■ **What you should do**
Reproduce verbatim the lines of the material below, starting with the line that contains "Tag the meadow, one" and continuing up to and including the line that contains "<point>127,677</point>". Output those lines and nothing else.
[BEGIN Exercise material]
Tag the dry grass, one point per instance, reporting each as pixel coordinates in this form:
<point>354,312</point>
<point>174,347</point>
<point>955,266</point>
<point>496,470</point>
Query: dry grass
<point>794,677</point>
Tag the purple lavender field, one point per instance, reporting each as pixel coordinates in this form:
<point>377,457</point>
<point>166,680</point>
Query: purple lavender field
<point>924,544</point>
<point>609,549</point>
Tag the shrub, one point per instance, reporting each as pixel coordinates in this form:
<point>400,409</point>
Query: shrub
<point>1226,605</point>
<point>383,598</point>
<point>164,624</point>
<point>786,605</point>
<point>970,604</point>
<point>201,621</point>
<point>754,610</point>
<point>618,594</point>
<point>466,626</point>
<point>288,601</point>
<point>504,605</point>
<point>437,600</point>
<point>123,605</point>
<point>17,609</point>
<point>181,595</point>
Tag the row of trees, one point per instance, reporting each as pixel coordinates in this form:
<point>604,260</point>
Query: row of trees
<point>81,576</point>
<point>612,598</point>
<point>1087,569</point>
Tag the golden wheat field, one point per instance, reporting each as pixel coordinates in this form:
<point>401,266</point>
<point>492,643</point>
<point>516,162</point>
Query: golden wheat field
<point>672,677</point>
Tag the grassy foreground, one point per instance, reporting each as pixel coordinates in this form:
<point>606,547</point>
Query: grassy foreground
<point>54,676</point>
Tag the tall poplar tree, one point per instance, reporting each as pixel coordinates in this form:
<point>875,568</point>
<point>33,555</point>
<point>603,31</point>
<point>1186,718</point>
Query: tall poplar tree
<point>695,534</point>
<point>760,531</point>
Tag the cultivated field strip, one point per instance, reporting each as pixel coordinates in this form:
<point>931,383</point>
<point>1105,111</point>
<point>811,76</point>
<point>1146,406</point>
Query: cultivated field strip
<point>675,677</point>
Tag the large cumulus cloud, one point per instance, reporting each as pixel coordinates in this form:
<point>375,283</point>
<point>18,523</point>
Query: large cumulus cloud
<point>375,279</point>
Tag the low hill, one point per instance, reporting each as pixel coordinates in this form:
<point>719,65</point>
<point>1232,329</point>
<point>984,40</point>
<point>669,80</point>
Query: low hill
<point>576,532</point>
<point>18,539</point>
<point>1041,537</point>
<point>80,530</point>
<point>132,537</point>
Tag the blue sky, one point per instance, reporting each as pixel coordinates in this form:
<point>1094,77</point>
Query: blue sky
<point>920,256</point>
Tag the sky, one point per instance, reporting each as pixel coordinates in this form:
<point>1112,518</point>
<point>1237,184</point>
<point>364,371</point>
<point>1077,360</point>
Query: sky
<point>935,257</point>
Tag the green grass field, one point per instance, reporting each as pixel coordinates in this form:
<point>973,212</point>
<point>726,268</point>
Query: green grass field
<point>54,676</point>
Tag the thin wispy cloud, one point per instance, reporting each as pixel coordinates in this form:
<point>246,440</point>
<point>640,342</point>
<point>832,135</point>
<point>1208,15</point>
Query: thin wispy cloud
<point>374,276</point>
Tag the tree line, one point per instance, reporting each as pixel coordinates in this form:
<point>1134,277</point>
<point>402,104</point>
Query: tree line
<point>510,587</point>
[END Exercise material]
[BEGIN Exercise material]
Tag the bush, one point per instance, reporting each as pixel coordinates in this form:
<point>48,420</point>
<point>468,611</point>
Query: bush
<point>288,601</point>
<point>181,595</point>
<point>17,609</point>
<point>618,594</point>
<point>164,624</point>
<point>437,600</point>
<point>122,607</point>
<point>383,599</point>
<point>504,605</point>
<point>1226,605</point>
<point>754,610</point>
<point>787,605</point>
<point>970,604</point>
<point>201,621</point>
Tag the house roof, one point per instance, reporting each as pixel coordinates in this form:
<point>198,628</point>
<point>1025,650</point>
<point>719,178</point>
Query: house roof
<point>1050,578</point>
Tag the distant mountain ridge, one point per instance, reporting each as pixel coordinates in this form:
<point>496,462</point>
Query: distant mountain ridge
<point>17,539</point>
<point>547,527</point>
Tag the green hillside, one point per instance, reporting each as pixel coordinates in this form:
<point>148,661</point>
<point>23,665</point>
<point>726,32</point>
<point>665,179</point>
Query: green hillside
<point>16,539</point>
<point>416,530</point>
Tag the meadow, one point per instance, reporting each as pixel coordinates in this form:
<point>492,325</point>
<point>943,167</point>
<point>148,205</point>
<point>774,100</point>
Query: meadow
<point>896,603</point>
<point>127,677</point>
[END Exercise material]
■ **Correct response**
Tag the meadow, one point per instance, reporting each as pixel coordinates in this form:
<point>492,325</point>
<point>943,167</point>
<point>148,205</point>
<point>774,100</point>
Query: meadow
<point>896,603</point>
<point>127,677</point>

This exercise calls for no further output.